* _Extract_:
:::
In some embodiments, processor 404 may be communicatively coupled
to memory 406. Processor 404 may be configured to interpret and/or
execute program instructions or other data retrieved and stored in
memory 406. Program instructions or other data may constitute
portions of software 408 for carrying out one or more methods
described herein. Memory 406 may include any system, device, or
apparatus configured to hold and/or house one or more memory
modules; for example, memory 406 may include read-only memory
(ROM), random access memory (RAM), solid state memory, or
disk-based memory. Each memory module may include any system,
device or apparatus configured to retain program instructions
and/or data for a period of time (e.g., computer-readable
non-transitory media). For example, instructions from software 408
may be retrieved and stored in memory 406 for execution by
processor 404.
[0047] In particular embodiments, pulse detection module 402 may be
communicatively coupled to one or more displays 410 such that
information processed by pulse detection module 402 may be conveyed
to operators of drilling equipment. For example, pulse detection
module 402 may convey information related to the detection of mud
pulses (e.g., timing between the detected mud pulses) or mud pump
stroke pulses to display 410.
[0048] Modifications, additions, or omissions may be made to FIG. 4
without departing from the scope of the present disclosure. For
example, FIG. 4 shows a particular configuration of components of
computing system 400. However, any suitable configurations of
components may be used. For example, components of computing system
400 may be implemented either as physical or logical components.
Furthermore, in some embodiments, functionality associated with
components of computing system 400 may be implemented in special
purpose circuits or components. In other embodiments, functionality
associated with components of computing system 400 may be
implemented in configurable general purpose circuit or components.
For example, components of computing system 400 may be implemented
by configured computer program instructions.
[0049] FIG. 5 illustrates an example method 500 for detecting mud
pump stroke pulses and mud pulses using DAS techniques in a
downhole drilling system, in accordance with embodiments of the
present disclosure. Method 500 may be performed using one or more
computing systems, such as computing system 400 of FIG. 4, located
in one or more components of a drilling system, such as drilling
system 100 of FIG. 1. For example, method 500 may be performed by a
computing system located in control unit 110 of FIG. 1, information
handling system 270 of FIG. 2, DAS system 360 of FIG. 3A, or any
combination thereof.
[0050] Method 500 begins at step 510, where optical pulses are
transmitted in a DAS data collection system coupled to a downhole
drilling system. The DAS data collection system may be similar to
DAS data collection system 200 of FIG. 2 or DAS system 360 of FIG.
3A coupled to optical fiber 365. At step 520, mud pump motor
strokes are detected. The mud pump motor strokes may be detected
using any suitable means. For example, the mud pump motor strokes
may be detected by a small electrical microswitch actuated by the
displacement of a cantilever coupled to the mud pump, whereby the
cantilever may be displaced by movements in the mud pump (e.g., mud
pump pistons or plungers). The microswitch may then generate an
electrical signal comprising the mud pump stroke information based
on the actuation of the cantilever by the mud pump.
:::
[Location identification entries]
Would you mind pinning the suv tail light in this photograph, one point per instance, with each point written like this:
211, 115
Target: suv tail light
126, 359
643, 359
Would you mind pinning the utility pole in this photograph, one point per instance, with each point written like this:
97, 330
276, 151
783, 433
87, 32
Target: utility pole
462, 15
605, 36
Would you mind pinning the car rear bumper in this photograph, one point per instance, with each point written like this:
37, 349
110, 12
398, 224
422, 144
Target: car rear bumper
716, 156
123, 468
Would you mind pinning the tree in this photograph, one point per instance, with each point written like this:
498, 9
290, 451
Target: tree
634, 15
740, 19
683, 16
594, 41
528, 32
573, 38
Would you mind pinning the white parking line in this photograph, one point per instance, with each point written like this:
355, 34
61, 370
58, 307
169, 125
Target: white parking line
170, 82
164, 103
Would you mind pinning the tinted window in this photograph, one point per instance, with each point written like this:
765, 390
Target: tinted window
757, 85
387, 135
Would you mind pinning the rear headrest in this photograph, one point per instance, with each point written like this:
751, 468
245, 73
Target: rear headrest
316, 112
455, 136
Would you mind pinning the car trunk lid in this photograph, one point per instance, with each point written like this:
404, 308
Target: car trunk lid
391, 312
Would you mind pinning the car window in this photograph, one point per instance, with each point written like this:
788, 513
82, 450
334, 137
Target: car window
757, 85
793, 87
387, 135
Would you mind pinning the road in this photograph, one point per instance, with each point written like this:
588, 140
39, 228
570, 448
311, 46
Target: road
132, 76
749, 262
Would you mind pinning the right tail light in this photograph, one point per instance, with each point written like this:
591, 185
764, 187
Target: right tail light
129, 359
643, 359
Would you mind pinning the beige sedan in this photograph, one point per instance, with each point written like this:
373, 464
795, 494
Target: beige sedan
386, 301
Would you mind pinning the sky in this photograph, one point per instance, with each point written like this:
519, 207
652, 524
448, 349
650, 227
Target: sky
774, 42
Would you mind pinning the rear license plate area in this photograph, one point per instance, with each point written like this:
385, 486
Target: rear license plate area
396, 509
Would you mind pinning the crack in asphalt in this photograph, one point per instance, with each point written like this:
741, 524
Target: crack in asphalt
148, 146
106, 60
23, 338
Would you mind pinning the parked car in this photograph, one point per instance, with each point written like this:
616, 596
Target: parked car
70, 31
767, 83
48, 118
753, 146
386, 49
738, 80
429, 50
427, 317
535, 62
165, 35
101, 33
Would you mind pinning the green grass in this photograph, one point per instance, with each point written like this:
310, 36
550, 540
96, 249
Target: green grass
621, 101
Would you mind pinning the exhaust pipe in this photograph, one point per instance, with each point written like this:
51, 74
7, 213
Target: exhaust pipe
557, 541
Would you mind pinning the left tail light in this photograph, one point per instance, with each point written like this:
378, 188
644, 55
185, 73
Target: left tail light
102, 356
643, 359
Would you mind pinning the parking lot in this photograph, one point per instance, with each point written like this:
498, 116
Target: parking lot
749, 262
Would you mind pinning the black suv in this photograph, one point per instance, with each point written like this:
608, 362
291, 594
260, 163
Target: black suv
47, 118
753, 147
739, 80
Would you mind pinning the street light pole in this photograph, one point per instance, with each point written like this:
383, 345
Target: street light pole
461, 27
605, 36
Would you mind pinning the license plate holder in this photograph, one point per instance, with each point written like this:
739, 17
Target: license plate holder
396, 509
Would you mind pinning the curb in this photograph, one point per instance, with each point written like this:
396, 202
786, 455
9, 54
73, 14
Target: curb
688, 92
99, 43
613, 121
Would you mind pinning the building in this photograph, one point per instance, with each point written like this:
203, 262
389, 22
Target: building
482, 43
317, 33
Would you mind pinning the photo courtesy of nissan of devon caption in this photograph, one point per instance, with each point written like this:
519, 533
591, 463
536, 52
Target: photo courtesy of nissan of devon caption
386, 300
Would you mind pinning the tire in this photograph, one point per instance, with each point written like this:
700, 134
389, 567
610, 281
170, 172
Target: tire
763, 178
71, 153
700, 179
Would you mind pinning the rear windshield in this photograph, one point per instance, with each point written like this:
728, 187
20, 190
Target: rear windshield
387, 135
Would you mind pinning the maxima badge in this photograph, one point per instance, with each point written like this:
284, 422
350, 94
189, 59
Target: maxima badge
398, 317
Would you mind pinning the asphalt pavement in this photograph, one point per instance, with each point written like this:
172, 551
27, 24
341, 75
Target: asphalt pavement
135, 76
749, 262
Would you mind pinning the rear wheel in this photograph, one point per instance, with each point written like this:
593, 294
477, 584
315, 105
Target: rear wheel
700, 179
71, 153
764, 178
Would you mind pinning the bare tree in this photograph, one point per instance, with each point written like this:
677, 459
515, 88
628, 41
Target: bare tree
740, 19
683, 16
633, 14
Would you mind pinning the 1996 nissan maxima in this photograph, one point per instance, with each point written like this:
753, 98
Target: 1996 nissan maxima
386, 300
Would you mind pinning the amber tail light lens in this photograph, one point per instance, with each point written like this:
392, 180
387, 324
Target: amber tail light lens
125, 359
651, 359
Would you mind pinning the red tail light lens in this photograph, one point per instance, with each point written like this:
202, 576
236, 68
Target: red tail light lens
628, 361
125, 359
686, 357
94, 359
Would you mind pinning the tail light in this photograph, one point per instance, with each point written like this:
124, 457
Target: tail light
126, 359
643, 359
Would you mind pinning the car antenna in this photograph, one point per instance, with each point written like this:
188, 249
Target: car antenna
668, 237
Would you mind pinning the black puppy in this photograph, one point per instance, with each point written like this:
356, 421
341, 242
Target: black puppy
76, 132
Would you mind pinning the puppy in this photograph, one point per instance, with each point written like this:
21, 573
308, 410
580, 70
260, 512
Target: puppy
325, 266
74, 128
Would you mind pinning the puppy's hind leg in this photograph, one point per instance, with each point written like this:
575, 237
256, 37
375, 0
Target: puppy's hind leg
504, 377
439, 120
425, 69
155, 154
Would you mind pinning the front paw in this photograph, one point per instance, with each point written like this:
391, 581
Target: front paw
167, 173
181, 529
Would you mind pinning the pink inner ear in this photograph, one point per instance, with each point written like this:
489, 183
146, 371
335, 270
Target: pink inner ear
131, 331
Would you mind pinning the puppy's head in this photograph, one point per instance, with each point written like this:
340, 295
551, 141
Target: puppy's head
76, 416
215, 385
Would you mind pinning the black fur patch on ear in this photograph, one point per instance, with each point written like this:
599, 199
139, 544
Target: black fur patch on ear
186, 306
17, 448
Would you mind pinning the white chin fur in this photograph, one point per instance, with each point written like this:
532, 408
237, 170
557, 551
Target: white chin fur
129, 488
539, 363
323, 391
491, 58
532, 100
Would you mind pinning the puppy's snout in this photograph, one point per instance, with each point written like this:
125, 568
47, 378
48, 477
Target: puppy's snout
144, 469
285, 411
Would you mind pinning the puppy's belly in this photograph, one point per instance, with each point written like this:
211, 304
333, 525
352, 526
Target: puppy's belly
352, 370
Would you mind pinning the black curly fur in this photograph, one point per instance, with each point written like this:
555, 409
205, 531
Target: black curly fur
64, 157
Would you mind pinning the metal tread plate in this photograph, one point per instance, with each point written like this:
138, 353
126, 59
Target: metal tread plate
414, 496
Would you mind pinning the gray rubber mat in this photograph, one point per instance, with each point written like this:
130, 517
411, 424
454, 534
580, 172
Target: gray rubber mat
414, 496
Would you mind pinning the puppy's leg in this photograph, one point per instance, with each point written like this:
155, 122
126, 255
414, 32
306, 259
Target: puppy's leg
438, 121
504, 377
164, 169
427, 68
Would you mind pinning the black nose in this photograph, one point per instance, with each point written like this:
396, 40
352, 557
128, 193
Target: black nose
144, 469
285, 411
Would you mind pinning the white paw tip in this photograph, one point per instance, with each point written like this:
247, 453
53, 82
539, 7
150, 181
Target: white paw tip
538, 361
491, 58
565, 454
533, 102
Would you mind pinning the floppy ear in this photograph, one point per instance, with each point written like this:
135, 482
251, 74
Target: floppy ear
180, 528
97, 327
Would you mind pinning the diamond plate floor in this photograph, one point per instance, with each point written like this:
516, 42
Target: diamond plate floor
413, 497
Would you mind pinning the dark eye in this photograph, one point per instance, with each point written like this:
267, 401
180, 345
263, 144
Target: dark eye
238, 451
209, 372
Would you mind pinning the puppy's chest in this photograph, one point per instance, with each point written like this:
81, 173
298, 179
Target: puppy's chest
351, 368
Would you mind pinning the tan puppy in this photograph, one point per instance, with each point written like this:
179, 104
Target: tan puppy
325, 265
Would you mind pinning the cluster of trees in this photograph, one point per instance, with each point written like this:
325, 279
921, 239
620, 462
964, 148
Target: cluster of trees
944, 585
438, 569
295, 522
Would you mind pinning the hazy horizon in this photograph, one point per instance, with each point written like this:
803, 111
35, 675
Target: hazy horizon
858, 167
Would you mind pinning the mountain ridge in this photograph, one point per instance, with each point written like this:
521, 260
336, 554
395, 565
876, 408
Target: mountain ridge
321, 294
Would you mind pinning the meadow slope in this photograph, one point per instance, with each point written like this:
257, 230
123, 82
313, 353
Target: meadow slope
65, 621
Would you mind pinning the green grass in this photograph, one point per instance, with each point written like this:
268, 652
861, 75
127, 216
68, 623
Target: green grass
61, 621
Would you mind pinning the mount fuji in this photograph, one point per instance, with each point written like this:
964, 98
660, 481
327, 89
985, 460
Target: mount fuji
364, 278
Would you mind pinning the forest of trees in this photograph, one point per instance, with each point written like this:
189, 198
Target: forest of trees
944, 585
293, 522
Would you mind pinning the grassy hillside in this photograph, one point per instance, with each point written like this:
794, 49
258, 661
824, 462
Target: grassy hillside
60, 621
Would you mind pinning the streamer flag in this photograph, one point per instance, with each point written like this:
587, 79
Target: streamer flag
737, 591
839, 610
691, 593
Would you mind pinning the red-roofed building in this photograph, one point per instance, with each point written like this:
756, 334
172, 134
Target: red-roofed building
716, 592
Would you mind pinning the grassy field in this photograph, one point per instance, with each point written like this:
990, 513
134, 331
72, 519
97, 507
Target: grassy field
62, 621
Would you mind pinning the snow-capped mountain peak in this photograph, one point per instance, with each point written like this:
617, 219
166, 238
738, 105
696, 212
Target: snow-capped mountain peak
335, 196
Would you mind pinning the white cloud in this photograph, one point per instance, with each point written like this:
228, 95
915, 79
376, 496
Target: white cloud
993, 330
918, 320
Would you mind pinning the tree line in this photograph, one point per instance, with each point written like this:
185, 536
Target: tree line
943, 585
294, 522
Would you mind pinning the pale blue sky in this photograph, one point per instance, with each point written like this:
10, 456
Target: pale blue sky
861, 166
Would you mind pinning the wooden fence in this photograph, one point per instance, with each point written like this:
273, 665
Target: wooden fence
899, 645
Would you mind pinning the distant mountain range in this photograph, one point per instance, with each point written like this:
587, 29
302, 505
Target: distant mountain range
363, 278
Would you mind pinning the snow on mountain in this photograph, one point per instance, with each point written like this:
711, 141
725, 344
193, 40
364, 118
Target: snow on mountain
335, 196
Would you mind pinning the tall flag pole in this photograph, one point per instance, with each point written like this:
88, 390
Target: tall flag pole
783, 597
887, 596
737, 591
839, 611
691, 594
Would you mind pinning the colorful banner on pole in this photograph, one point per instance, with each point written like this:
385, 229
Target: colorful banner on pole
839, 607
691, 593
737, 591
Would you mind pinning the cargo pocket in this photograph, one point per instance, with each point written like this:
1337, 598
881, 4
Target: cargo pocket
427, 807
:::
* _Request 1_: Reproduce the patent excerpt word for word from "[0049] FIG. 5" to "combination thereof.".
* _Request 2_: In the patent excerpt, what actuates the microswitch that detects mud pump motor strokes?

* _Answer 1_:
[0049] FIG. 5 illustrates an example method 500 for detecting mud
pump stroke pulses and mud pulses using DAS techniques in a
downhole drilling system, in accordance with embodiments of the
present disclosure. Method 500 may be performed using one or more
computing systems, such as computing system 400 of FIG. 4, located
in one or more components of a drilling system, such as drilling
system 100 of FIG. 1. For example, method 500 may be performed by a
computing system located in control unit 110 of FIG. 1, information
handling system 270 of FIG. 2, DAS system 360 of FIG. 3A, or any
combination thereof.

* _Answer 2_: The displacement of a cantilever coupled to the mud pump.